_Directive_: Filter the material below and copy out each line that contains the word "pepper", keeping every such line unchanged.

_Provided information_:
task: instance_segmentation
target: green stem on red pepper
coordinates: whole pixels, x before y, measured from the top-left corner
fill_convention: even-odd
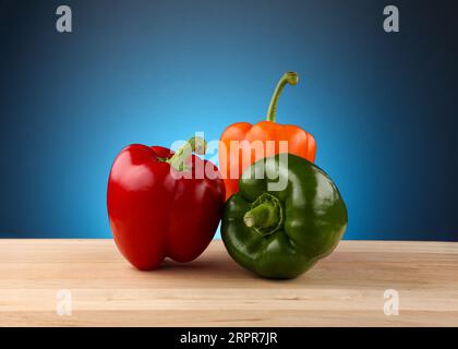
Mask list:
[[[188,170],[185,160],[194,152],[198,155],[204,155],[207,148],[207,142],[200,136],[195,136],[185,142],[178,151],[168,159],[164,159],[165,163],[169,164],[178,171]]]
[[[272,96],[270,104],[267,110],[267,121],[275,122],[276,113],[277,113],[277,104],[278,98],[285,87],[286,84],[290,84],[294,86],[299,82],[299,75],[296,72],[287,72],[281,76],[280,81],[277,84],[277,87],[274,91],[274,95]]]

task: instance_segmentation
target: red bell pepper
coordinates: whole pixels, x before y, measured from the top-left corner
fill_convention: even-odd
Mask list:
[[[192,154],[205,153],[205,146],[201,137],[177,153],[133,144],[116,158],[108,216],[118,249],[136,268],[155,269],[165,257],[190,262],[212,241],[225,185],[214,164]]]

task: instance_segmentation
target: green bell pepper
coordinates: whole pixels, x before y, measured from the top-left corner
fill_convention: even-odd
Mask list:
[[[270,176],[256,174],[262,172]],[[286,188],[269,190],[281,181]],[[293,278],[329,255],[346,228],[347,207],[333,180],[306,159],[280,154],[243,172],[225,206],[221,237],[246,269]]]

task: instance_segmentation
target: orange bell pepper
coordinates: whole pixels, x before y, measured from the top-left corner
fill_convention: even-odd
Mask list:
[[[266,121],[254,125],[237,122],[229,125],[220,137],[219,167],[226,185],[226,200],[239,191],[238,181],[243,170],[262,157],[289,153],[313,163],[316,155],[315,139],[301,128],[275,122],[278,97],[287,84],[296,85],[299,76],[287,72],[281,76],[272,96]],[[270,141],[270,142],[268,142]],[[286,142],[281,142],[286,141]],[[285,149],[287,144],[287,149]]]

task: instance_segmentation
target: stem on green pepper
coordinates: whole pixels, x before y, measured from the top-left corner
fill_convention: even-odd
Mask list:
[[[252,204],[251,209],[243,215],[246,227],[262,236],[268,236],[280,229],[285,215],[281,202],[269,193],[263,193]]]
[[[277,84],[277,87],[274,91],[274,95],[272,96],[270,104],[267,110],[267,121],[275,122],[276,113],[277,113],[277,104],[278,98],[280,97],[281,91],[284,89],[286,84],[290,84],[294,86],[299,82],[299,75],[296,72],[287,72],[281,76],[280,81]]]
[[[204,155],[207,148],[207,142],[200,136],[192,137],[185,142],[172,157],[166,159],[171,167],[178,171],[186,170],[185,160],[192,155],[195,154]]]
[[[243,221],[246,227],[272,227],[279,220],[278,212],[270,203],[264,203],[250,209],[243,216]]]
--
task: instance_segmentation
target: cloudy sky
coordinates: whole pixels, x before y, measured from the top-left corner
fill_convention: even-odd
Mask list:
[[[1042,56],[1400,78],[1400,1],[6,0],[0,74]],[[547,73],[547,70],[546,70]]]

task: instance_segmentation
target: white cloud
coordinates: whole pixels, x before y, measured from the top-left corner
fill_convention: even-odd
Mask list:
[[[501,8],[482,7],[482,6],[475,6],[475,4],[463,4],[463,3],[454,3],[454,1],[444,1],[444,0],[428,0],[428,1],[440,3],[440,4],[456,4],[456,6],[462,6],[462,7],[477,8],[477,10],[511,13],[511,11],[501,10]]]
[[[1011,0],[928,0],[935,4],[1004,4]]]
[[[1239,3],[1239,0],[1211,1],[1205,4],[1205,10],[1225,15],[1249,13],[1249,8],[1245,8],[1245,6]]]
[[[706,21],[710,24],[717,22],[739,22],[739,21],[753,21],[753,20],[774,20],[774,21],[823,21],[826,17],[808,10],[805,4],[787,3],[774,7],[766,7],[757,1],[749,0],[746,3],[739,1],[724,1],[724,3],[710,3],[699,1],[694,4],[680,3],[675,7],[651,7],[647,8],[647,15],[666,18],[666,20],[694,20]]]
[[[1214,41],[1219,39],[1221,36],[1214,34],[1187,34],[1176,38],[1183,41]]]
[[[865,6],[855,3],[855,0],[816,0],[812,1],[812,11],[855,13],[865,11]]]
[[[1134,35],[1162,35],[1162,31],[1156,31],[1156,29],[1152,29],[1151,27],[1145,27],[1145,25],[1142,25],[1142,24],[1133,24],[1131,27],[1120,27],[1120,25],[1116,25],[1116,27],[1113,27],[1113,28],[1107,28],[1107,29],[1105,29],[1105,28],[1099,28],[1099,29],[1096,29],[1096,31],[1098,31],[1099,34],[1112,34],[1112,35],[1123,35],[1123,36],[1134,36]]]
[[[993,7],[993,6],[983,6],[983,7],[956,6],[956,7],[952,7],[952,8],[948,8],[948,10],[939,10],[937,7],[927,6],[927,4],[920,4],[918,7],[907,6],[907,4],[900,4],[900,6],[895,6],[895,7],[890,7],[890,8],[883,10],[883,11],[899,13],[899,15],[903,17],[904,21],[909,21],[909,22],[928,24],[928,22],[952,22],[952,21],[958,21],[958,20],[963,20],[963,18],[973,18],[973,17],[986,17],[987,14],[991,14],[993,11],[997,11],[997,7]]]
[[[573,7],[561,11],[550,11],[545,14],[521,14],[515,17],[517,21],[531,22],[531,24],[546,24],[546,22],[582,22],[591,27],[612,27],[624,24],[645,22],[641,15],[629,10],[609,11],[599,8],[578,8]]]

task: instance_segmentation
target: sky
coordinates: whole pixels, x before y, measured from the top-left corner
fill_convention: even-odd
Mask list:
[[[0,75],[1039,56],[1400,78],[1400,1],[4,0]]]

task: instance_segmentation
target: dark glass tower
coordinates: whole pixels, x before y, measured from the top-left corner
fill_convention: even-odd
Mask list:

_Answer to this task_:
target: green stem on red pepper
target: red bell pepper
target: green bell pepper
target: orange bell pepper
target: stem on green pepper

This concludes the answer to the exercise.